Description of the task
Using the report below on Florida's unemployment system, say whether each statement agrees with it, answering yes or no and quoting the words that decide it. (a) The petition's signature count comes from an AFL-CIO spokesperson. (b) Cole says he has been locked out of his claim for 62 days. (c) The state spent $110 million to improve its unemployment call centers.

Reading text

------------

TAMPA, Fla. (WFLA) – Florida’s labor unions are demanding immediate action from Gov. Ron DeSantis to fix an unemployment system they call “broken by design.”

The demands coming from Florida’s AFL-CIO include increasing weekly benefit caps and extending how long beneficiaries can receive assistance. The petition, boasting more than 11,000 signatures according to an AFL-CIO spokesperson, also asks for increased staff resources at the Florida Department of Economic Opportunity.

Florida’s unemployment system may be called CONNECT but if there’s an issue with your claim, many will tell you that connecting with a person who can fix it is nearly impossible.

Here at 8 On Your Side, we continue to hear the same complaints. Unemployment seekers with claim issues can’t get anyone from the DEO on the phone to sort out the issue. On the rare occasion callers get a person on the phone, they often can’t access their claim, citing an offline system or lack of proper credentials.

This, even though the state spent $110 million to improve its unemployment call centers.

“I just need one person on the phone who actually has access to the system,” explained Norm Cole, a furloughed college employee.

He says he’s been locked out of his claim for 41 days due to an older claim from 2018 still in the system. It should be a fairly easy fix, but he can’t get anyone on the phone to help him. They tell him they don’t have access to the system.

When Cole tried emailing more than 500 DEO employees looking for some resolution, at least 62 of the emails bounced back simply because his email came from outside the organization. Many others were generic auto-replies that resulted in nothing.

“It’s supposed to be CONNECT,” Cole said. “But I feel rather disconnected at the moment.”

Even the DEO seems to give itself the runaround.

Screenshots on the legislative Facebook page for Florida State Sen. Jason Pizzo (D-Miami) show what he described as a conversation between a call center worker trying to get help from DEO supervisors. However, the supervisors all claimed to be brand new employees without credentials to access the system and could not provide the employee assistance.

------------

Material supplied

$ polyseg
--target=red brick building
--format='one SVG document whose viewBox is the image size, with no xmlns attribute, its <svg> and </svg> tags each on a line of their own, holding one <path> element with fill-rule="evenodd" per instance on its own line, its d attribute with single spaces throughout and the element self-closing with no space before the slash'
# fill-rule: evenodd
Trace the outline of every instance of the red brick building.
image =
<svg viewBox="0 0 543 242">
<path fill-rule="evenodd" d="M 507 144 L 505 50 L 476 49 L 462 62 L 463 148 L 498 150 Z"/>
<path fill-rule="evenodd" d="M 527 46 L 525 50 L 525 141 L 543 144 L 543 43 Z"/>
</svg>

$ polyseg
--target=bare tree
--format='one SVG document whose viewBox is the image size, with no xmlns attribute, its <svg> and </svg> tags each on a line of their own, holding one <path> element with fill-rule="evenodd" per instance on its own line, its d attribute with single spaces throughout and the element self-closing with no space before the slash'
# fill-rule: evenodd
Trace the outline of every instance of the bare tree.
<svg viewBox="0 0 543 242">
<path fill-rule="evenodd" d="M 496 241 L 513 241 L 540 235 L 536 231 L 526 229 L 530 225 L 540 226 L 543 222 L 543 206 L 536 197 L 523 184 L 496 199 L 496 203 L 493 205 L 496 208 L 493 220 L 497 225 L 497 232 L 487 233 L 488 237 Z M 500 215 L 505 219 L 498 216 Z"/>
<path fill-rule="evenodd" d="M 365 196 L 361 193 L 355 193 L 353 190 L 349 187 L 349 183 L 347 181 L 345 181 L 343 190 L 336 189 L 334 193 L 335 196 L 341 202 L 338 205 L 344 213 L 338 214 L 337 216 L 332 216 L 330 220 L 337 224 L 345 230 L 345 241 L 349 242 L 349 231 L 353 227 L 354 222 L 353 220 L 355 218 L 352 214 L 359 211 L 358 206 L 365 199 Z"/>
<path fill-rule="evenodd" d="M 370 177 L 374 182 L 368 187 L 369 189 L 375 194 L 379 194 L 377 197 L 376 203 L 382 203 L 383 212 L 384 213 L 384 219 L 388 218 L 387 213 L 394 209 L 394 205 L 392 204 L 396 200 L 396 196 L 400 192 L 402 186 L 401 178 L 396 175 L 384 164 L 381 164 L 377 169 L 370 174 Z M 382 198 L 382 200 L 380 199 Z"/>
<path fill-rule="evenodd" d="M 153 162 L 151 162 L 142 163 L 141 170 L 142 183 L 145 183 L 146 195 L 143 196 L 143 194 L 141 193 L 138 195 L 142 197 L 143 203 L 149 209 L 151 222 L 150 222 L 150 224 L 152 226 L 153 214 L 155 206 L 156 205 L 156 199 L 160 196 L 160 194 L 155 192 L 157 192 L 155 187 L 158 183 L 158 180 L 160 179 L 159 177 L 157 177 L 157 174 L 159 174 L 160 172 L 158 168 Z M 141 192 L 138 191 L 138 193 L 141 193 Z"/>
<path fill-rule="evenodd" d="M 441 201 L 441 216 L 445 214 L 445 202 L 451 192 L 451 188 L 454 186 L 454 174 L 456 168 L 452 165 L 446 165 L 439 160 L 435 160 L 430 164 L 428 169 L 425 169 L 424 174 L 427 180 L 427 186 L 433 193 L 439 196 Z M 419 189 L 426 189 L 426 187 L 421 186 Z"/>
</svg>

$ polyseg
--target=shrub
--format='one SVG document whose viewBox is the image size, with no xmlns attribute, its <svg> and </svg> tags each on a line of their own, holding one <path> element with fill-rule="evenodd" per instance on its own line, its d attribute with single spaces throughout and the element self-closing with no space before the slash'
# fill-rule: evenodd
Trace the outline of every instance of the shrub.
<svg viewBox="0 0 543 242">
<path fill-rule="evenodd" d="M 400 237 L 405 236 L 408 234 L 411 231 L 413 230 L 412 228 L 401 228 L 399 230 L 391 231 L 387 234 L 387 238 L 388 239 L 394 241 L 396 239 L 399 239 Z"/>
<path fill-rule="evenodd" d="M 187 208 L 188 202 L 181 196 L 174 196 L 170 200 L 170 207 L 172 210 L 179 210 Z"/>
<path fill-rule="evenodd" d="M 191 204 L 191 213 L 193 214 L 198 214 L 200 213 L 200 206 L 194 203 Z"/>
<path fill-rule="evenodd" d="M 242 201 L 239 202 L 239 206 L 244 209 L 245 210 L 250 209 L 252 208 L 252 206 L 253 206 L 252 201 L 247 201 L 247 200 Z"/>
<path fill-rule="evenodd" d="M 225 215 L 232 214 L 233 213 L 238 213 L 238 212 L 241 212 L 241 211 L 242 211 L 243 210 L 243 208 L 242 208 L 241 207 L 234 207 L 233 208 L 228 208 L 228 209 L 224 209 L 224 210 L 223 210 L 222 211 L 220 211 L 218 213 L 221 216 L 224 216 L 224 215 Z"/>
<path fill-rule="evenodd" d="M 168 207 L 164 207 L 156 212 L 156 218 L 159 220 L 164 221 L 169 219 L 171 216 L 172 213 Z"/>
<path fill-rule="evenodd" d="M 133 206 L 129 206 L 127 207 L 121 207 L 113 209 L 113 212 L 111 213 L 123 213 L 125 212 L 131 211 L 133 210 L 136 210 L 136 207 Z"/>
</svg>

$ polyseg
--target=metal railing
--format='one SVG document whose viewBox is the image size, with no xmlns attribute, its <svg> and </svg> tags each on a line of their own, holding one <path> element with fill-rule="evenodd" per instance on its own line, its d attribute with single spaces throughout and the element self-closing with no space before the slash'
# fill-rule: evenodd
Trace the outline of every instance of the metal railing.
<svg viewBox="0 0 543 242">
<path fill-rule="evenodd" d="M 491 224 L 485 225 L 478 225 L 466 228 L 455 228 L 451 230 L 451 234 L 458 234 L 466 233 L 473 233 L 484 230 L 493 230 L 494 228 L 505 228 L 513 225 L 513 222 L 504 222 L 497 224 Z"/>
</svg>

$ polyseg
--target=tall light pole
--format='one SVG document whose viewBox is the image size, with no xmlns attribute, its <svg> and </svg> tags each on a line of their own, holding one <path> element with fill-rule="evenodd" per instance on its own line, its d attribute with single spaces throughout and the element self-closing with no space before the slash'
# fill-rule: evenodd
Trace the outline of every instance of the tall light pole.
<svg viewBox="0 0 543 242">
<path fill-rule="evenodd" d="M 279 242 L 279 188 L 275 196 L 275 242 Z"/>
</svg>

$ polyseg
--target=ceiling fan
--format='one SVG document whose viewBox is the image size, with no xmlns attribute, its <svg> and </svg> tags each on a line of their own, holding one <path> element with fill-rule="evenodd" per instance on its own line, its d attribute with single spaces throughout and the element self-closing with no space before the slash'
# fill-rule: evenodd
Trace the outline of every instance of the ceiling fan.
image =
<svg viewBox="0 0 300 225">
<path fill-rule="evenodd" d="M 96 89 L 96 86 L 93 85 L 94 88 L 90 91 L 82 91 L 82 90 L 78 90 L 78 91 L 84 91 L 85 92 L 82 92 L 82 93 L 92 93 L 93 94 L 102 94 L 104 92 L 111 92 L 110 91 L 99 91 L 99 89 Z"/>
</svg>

------------

Your response
(a) Yes: "boasting more than 11,000 signatures according to an AFL-CIO spokesperson"
(b) No: "he’s been locked out of his claim for 41 days"
(c) Yes: "the state spent $110 million to improve its unemployment call centers"